• **Exercise task**
Copy these rows word for word, starting at the line containing "[mark] piano leg" and continuing through the final row.

• **Data shown**
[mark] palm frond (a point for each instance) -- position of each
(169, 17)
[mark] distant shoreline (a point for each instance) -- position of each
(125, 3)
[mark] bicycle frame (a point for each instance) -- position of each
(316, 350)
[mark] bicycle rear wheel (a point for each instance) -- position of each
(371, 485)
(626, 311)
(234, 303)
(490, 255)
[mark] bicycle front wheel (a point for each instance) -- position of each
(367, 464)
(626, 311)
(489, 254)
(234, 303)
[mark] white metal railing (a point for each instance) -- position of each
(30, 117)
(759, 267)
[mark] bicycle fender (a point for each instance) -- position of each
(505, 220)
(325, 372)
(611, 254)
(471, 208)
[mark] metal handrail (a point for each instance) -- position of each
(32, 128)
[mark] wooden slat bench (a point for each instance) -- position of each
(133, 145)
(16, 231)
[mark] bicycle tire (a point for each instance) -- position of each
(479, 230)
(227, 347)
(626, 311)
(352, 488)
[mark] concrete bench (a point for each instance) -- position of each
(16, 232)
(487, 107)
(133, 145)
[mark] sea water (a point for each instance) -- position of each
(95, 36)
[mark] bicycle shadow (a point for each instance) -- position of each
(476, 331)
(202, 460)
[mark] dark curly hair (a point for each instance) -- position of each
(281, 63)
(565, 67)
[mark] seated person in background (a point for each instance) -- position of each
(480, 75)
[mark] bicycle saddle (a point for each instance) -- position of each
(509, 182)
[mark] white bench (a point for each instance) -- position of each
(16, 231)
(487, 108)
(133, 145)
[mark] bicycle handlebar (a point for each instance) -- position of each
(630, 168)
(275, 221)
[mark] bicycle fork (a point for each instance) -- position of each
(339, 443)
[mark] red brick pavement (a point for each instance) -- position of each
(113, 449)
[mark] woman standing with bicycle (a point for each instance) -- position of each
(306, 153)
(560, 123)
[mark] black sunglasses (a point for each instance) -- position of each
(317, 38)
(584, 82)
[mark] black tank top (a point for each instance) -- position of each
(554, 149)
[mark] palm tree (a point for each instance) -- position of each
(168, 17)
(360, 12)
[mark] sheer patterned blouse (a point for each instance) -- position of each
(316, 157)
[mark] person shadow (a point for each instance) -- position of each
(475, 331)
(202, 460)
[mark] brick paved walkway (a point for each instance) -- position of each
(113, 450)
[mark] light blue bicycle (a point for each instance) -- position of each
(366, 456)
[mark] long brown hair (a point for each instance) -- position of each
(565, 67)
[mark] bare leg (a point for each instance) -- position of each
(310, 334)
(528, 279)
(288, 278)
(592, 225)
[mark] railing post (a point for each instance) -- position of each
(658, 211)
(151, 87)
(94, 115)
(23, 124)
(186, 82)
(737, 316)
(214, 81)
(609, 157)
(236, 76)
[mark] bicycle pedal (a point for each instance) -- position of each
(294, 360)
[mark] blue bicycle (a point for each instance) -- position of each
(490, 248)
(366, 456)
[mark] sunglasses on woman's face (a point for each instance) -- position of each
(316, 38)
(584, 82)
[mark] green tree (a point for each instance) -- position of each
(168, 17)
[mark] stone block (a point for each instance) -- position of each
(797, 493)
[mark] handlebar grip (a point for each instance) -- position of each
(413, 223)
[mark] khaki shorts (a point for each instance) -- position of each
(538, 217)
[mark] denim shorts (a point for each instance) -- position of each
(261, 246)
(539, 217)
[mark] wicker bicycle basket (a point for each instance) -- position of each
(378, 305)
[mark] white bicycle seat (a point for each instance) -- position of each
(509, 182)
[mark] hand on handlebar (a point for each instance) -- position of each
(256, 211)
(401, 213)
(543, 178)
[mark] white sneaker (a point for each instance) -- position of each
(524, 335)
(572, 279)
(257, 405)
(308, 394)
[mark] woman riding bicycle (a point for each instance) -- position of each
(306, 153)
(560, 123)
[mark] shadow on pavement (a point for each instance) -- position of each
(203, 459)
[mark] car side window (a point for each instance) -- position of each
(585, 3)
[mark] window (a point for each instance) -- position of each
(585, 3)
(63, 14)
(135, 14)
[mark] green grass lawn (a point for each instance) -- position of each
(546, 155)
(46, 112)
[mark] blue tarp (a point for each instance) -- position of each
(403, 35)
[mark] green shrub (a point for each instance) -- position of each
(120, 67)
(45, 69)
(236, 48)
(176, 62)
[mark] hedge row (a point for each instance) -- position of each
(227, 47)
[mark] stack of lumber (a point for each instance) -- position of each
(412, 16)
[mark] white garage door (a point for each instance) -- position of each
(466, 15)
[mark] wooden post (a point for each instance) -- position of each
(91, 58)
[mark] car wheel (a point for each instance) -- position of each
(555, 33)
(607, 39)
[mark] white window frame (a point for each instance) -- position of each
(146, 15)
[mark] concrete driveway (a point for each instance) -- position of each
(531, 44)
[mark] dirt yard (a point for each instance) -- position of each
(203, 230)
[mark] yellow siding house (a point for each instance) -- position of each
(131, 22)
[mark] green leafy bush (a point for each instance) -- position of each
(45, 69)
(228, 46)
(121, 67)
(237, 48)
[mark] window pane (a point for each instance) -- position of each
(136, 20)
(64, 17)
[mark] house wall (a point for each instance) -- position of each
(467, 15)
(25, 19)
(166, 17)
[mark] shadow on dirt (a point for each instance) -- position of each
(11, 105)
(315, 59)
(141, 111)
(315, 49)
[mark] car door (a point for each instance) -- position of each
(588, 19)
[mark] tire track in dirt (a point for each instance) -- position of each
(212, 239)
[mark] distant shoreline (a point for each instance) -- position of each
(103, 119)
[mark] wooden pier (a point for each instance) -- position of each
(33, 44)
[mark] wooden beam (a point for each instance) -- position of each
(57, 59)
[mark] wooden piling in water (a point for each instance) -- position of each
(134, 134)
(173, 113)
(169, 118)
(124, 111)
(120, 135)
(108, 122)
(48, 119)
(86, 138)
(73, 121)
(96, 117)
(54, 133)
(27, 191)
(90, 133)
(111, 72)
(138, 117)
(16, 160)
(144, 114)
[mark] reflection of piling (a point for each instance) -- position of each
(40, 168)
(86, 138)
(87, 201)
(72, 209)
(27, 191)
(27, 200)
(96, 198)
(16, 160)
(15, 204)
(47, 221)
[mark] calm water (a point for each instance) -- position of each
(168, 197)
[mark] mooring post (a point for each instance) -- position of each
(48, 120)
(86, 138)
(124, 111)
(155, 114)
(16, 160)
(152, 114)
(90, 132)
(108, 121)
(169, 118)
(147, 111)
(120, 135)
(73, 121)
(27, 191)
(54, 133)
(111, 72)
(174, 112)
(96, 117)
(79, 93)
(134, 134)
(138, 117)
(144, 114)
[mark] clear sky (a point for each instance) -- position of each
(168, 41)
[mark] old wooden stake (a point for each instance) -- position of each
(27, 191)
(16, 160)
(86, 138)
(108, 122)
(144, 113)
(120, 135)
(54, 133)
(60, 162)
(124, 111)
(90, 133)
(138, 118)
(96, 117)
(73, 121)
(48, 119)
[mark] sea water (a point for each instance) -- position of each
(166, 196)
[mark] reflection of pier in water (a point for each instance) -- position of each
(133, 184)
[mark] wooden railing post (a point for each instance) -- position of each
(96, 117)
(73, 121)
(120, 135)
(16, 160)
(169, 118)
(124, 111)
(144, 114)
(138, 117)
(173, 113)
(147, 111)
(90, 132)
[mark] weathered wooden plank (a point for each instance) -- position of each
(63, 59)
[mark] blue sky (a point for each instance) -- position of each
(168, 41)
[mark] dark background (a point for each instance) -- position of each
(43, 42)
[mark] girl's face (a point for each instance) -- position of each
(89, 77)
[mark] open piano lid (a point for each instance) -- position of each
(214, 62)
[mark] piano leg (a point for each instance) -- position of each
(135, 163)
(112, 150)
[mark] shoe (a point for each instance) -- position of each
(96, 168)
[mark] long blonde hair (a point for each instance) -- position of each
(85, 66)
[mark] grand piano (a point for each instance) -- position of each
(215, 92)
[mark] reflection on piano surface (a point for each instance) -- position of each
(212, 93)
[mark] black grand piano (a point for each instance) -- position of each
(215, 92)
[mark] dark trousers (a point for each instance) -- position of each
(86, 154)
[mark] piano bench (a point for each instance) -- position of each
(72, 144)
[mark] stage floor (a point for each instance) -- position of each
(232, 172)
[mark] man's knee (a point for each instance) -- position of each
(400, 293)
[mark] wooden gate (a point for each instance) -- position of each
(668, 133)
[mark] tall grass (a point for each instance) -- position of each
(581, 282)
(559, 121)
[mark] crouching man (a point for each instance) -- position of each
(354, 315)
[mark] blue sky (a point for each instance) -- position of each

• **Answer to this task**
[mark] piano leg (a point for each instance) -- position of each
(135, 163)
(112, 150)
[mark] shoe (a point for each instance) -- position of each
(96, 168)
[mark] long blonde hair (a point for each instance) -- position of each
(85, 66)
[mark] grand piano (a point for each instance) -- position of each
(215, 92)
[mark] reflection on piano surface (a point for each instance) -- position of each
(212, 93)
[mark] black grand piano (a point for each instance) -- position of each
(215, 92)
[mark] dark trousers (a point for each instance) -- position of each
(86, 154)
[mark] piano bench (a point for each instance) -- position of each
(72, 144)
[mark] stage floor (a point for each instance) -- position of each
(232, 172)
[mark] man's knee (a point for each instance) -- position of each
(400, 293)
[mark] wooden gate (a point for each instance) -- position of each
(668, 133)
[mark] tall grass (a point for each instance) -- position of each
(581, 282)
(559, 121)
[mark] crouching man (a point for each instance) -- position of each
(354, 315)
[mark] blue sky (a point for each instance) -- position of each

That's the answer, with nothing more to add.